_What the task asks_
Keep the pictures out of the copy and print all the entries below exactly.

==== Material for the task

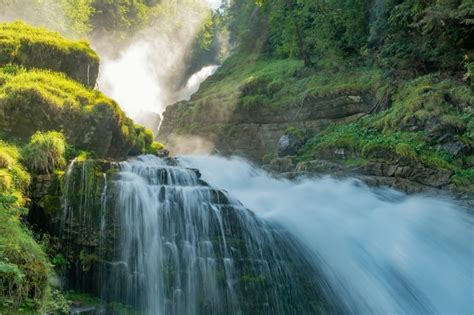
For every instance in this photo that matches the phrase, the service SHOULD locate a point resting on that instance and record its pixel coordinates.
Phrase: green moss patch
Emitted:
(41, 100)
(34, 47)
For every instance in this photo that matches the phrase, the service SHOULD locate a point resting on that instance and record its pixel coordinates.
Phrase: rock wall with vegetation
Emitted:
(382, 89)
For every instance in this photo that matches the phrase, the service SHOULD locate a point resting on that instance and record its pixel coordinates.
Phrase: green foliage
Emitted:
(245, 80)
(401, 132)
(35, 47)
(427, 100)
(427, 35)
(45, 152)
(24, 268)
(55, 102)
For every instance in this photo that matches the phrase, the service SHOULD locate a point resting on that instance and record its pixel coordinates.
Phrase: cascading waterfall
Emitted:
(382, 252)
(180, 246)
(158, 237)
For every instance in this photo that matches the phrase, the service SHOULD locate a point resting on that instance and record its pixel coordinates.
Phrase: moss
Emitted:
(45, 152)
(35, 47)
(406, 151)
(246, 80)
(89, 120)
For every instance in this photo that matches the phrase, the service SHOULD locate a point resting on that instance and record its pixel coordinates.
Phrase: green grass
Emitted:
(45, 152)
(246, 80)
(24, 267)
(401, 131)
(43, 100)
(35, 47)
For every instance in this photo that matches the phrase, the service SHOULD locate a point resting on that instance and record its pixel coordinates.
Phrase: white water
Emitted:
(186, 248)
(383, 252)
(194, 82)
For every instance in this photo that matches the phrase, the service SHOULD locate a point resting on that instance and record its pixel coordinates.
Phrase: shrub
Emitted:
(45, 152)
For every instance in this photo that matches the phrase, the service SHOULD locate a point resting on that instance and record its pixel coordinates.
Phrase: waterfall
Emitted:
(168, 243)
(381, 251)
(159, 235)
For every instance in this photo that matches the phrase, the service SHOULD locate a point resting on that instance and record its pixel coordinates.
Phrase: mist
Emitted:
(143, 74)
(143, 77)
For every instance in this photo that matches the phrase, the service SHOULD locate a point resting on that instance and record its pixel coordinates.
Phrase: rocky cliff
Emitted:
(253, 132)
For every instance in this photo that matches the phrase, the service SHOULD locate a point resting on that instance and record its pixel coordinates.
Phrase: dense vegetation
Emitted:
(48, 118)
(34, 47)
(414, 57)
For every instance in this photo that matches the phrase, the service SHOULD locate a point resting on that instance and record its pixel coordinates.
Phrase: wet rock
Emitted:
(196, 171)
(433, 178)
(320, 166)
(289, 144)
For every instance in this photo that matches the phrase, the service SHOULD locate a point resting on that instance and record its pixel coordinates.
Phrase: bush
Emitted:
(45, 152)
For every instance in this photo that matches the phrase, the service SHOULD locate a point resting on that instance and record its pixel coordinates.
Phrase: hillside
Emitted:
(49, 115)
(353, 98)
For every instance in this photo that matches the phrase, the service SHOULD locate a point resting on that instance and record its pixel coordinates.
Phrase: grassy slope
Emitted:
(245, 80)
(418, 105)
(24, 267)
(29, 85)
(35, 47)
(68, 105)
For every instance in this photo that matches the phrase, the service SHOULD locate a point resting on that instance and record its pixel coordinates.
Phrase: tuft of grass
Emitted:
(45, 152)
(24, 267)
(35, 47)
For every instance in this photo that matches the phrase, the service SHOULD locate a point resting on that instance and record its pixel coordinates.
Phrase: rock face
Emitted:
(255, 131)
(26, 45)
(289, 145)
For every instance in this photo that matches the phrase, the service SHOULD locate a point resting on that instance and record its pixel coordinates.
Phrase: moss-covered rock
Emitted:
(41, 100)
(34, 47)
(24, 267)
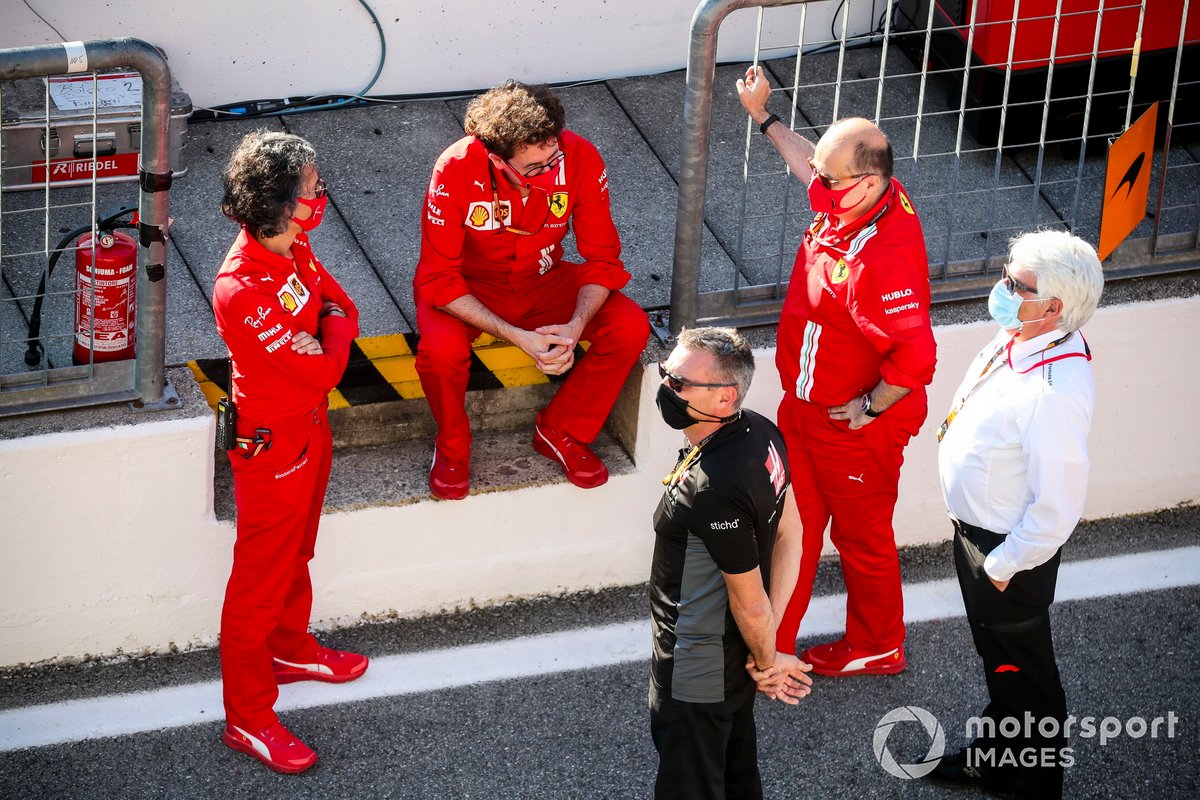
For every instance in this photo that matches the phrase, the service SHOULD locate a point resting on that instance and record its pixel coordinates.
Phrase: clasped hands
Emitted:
(304, 342)
(786, 680)
(551, 347)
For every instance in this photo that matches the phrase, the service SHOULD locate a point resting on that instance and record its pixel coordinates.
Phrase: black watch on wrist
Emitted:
(867, 407)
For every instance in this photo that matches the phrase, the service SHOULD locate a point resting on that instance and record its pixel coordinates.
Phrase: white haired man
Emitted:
(1013, 465)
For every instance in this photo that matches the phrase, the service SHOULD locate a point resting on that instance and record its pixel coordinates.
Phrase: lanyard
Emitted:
(1007, 349)
(1085, 354)
(681, 471)
(983, 376)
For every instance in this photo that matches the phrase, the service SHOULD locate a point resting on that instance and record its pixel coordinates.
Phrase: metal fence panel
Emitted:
(994, 133)
(31, 222)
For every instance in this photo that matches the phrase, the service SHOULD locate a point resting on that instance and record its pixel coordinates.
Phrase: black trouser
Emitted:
(1012, 635)
(707, 751)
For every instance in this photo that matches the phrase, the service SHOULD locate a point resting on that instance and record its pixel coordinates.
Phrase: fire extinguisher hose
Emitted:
(107, 222)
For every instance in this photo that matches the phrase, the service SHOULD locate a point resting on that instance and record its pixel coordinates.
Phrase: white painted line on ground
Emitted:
(118, 715)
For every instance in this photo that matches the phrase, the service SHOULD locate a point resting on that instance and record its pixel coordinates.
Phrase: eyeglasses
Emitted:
(1013, 284)
(678, 384)
(828, 182)
(540, 169)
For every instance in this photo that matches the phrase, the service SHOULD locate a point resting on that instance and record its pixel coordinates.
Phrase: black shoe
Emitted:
(954, 771)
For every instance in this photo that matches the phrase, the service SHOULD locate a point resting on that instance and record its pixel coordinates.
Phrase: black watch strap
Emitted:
(867, 407)
(767, 122)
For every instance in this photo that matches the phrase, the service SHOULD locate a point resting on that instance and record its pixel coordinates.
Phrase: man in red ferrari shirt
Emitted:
(855, 354)
(498, 206)
(288, 326)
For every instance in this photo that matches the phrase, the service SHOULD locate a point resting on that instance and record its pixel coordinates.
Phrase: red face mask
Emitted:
(315, 204)
(828, 200)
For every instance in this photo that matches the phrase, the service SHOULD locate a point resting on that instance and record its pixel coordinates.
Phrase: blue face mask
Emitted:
(1003, 305)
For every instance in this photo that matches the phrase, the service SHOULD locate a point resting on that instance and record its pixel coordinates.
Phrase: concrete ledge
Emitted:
(111, 541)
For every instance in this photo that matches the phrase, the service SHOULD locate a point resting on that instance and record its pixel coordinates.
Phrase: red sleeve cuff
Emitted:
(893, 376)
(337, 331)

========

_Worked solution_
For every instance in this photo that matches the phrase, the service SHOULD locate a point resting on that instance and record its pixel coordinates.
Phrase: green moss patch
Emitted:
(41, 100)
(34, 47)
For every instance in this photo that matches the phrase, the service SHOULD locate a point resting on that instance and record its pixel coordinates.
Phrase: rock wall with vegetation
Emitted:
(382, 89)
For every instance in this photo that matches the phrase, the service SHOULD locate a point resting on that instance and record its pixel coordinates.
Phrase: green foliage
Emitted:
(245, 80)
(401, 132)
(35, 47)
(427, 100)
(427, 35)
(45, 152)
(24, 268)
(55, 102)
For every instance in this photo that matches the phrase, the service SHOULD locate a point resting on that instance and record its pixel coordinates.
Phrase: cascading waterfall
Emitted:
(382, 252)
(180, 246)
(158, 237)
For every instance in this photo that matches the phrase, the service SHOULD locate a point resting on that instance and record its pixel coordinates.
Phrase: moss
Emitted:
(45, 152)
(35, 47)
(406, 151)
(246, 80)
(89, 120)
For every instance in this photo that matches the phrase, the service SHOULD locate a point resting on that instance and record its pixel coordinates.
Phrase: green grass
Emitted:
(45, 152)
(246, 80)
(24, 267)
(401, 131)
(43, 100)
(35, 47)
For every instance in this photo that matches the phrase, the service SHOULD locate a point resting on that instance and record its pixel coordinates.
Phrase: white water
Emitted:
(186, 248)
(383, 252)
(194, 82)
For every instance in this photo that matches the phrase, the service SHOULD locate a point resting on that instance and record its pixel coordinates.
Phrase: shrub
Emitted:
(45, 152)
For every instance in this photo that matches the phrase, the service SHOULD locate a point resting on that instance and record its pixel coordinates.
Phrase: waterfall
Emitted:
(168, 243)
(381, 251)
(159, 235)
For every instance in this photo that matches the phrase, the service SHOULD locate a point resting on that instance and record its pixel coordinates.
Phrase: mist
Emitted:
(143, 74)
(143, 77)
For every instance in this photo that matches the phrase, the service SHOULD locate a point resting on that instance and record its pixel coordinates.
Phrase: rocky cliff
Emitted:
(253, 132)
For every instance in this photo that matches the phrase, the service SHOULD locate a point resting on that instance and record its pixel coordinates.
Phrase: dense vegetation
Emitted:
(48, 118)
(34, 47)
(414, 57)
For every instance in this photo that matches the phrase, the service SHOULD locate a point resting on that instance and record its pixel coordinates.
Phrase: wet rock
Emitted:
(196, 171)
(433, 178)
(320, 166)
(289, 144)
For every instance in this photo that matches the phrase, the service SHOULD locate a point resting on that instance and record its pixel coordinates.
Phrase: bush
Emitted:
(45, 152)
For every instance in this photo that matches the phrase, the service SHOULD locate a point resting on that instance and record its pixel coordinates.
Phrase: hillside
Emitted:
(49, 115)
(353, 98)
For every instance in this photo that matches the phrase, the service SHOULD locate a point resting on that instance and record its pixel coordinates.
Phrase: grassy slope
Emitted:
(245, 80)
(418, 105)
(24, 267)
(29, 85)
(35, 47)
(68, 105)
For every instance in this photo that matches the phrase, the service SHOULD locate a point resting on that instance and record its pixel coordinates.
Phrase: tuft of grass
Emitted:
(45, 152)
(24, 267)
(35, 47)
For every instance in this photo that matches the phrase, the service SHOULD locate a point resting on that instance and record its pixel coordinates.
Phrase: rock face
Emitted:
(255, 131)
(26, 45)
(289, 145)
For every instance in this photo that matches the phrase, the service SHOULD locate a point resting on that instance and record its pixel coordinates.
Phrase: moss-covered rock
Emitted:
(41, 100)
(34, 47)
(24, 267)
For every instance in this photo that matches the phrase, the service SHOULD locate a point resting on that instance and record its pixel coordinates.
Phrase: clasped hands
Emitted:
(304, 342)
(786, 680)
(551, 347)
For every instance in this photo that matches the phrase, the service SHOULD locate a point resting on that instance and record its pixel coordinates.
Phrase: black watch on wrist
Emitted:
(867, 407)
For every instance in this photo that matches the phrase, the service SHOULD locate a point resting on that instance and record its pixel coordinates.
Phrase: white haired man
Emitted:
(1013, 465)
For every instance in this photo that matches the phrase, the service SHOULD locate a point resting on that instance and record its pixel coordinates.
Phrase: lanyard
Emitted:
(1007, 349)
(1085, 354)
(681, 471)
(983, 376)
For every instance in this photo that matches the phrase, the service SHOULD locate a point resting on that instance and record its pixel coordinates.
Phrase: metal fence panel
Emitted:
(994, 133)
(31, 222)
For every instance in this photo that matches the phrase, the service SHOULD locate a point resting on that instance and record its pixel coordinates.
Phrase: black trouser
Emitted:
(1012, 635)
(707, 751)
For every instance in this photo that matches the phrase, the service SHOULD locate a point resting on that instance and record its pixel coordinates.
Phrase: fire extinguisher hose
Emitted:
(107, 222)
For every instance in this photo that matches the phrase, the service SHOULD locate a point resting on that instance and record its pixel coordinates.
Phrase: white painted line on ground
Emitted:
(118, 715)
For every instance in this photo that matches the phrase, the service SHOULD locate a point resting on that instance and record its pixel coordinates.
Phrase: eyeglasses
Emitted:
(1013, 284)
(678, 384)
(828, 182)
(540, 169)
For every instance in this photo that matches the phrase, the service SHOULD locate a point resting on that instance and record its pixel coordinates.
Phrase: black shoe
Emitted:
(954, 771)
For every instance in this photo that matches the phrase, the service SHOULD locate a point resting on that instance and record its pixel coordinates.
Phrase: black watch strap
Emitted:
(867, 407)
(767, 122)
For every instance in this photo that matches the phrase, the service SHOULD locate a point resting on that instance and record its pixel coordinates.
Phrase: man in red ferrari shirt
Emitted:
(855, 354)
(498, 206)
(288, 326)
For every instance in this photo that matches the phrase, the service SHOULD locate a point resting on that instance and record its pixel coordinates.
Phrase: red face mask
Emitted:
(315, 204)
(828, 200)
For every instance in this photo that matches the phrase, the service SHOULD locate a point resting on that instance and record its pixel coordinates.
Phrase: blue face mask
Emitted:
(1003, 305)
For every instance in this photo that matches the phrase, the service SHOULD locate a point resting on that instance and record its pixel coordinates.
Phrase: concrete ledge
Emitted:
(111, 541)
For every instance in this photo that matches the phrase, the service SHOULD locate a point resting on that instance and record its pixel coordinates.
Phrase: red sleeve cuff
Emitted:
(893, 376)
(337, 331)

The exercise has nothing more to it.